WORK INSTRUCTION ▸
Give back the data below exactly as it was given.

Text-to-region grounding data:
----------------------------------------
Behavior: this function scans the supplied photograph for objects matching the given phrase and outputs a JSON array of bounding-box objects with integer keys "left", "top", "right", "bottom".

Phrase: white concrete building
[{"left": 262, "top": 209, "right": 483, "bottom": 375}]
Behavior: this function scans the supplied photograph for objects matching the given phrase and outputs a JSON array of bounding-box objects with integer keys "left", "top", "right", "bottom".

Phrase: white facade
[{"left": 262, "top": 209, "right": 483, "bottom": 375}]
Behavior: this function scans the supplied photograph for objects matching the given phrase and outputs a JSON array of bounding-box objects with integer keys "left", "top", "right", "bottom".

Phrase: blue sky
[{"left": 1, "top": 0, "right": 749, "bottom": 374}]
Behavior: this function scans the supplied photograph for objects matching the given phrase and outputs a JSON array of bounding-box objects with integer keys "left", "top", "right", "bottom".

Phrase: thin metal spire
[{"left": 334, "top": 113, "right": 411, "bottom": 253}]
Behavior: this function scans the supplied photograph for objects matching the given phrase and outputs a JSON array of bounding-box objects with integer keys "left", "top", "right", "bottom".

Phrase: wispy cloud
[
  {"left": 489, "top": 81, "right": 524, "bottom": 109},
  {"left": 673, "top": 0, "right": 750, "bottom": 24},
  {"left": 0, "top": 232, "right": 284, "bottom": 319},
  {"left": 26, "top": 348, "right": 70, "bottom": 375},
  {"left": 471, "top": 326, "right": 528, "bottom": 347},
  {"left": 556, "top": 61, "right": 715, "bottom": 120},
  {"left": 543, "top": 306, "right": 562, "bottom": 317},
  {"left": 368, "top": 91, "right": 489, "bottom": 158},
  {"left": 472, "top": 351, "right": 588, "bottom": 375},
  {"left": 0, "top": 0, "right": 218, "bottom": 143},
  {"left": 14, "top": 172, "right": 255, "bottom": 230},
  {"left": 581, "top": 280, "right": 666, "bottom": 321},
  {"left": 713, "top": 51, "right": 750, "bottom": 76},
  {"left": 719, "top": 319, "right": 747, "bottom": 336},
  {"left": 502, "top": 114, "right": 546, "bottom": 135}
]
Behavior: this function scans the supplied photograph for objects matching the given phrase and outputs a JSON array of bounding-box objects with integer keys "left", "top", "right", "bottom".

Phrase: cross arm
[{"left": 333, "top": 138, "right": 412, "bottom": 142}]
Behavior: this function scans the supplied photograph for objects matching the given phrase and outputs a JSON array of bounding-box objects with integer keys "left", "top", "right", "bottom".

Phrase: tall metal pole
----------------------------------------
EXERCISE RESPONSE ▸
Behavior: this function scans the supplied photograph for objects matching the given phrase and outputs a JSON array of bounding-box objects with integer keys "left", "top", "right", "bottom".

Phrase: white concrete building
[{"left": 262, "top": 209, "right": 483, "bottom": 375}]
Behavior: this function scans the supplied photograph for objects matching the given phrase and outputs a JSON array of bounding-box objects with integer keys "left", "top", "right", "bottom".

Phrase: white facade
[{"left": 262, "top": 209, "right": 483, "bottom": 375}]
Behavior: this function scans the supplied photograph for objects matching the given phrase and outputs a JSON array of bounding-box objects with integer keys "left", "top", "right", "bottom".

Phrase: blue sky
[{"left": 1, "top": 0, "right": 749, "bottom": 374}]
Behavior: this function scans the supplied photograph for objects matching the given phrase and outputs a JSON array of bounding-box objects with integer keys "left", "top", "right", "bottom".

Phrase: thin metal spire
[{"left": 334, "top": 113, "right": 411, "bottom": 253}]
Behavior: this function scans the supplied photograph for objects matching the given phrase and outputs a JSON array of bounding-box objects with integer keys "left", "top", "right", "bottom".

Phrase: wispy cloud
[
  {"left": 489, "top": 81, "right": 524, "bottom": 109},
  {"left": 673, "top": 0, "right": 750, "bottom": 24},
  {"left": 0, "top": 232, "right": 284, "bottom": 319},
  {"left": 26, "top": 348, "right": 70, "bottom": 375},
  {"left": 471, "top": 326, "right": 528, "bottom": 347},
  {"left": 556, "top": 61, "right": 715, "bottom": 120},
  {"left": 543, "top": 306, "right": 562, "bottom": 317},
  {"left": 368, "top": 91, "right": 489, "bottom": 158},
  {"left": 472, "top": 351, "right": 588, "bottom": 375},
  {"left": 0, "top": 0, "right": 218, "bottom": 143},
  {"left": 14, "top": 172, "right": 255, "bottom": 230},
  {"left": 581, "top": 280, "right": 666, "bottom": 321},
  {"left": 713, "top": 51, "right": 750, "bottom": 76},
  {"left": 719, "top": 319, "right": 747, "bottom": 336},
  {"left": 502, "top": 114, "right": 546, "bottom": 135}
]
Behavior: this function scans the supplied photograph for objects matching the given phrase and outputs a JSON array of bounding-box objects with integer keys "left", "top", "right", "bottom".

Phrase: cross arm
[{"left": 333, "top": 138, "right": 412, "bottom": 142}]
Behavior: this function scans the supplied photograph for objects matching the given phrase and outputs a JSON array of bounding-box objects with integer keys "left", "top", "right", "bottom".

Phrase: tall metal pole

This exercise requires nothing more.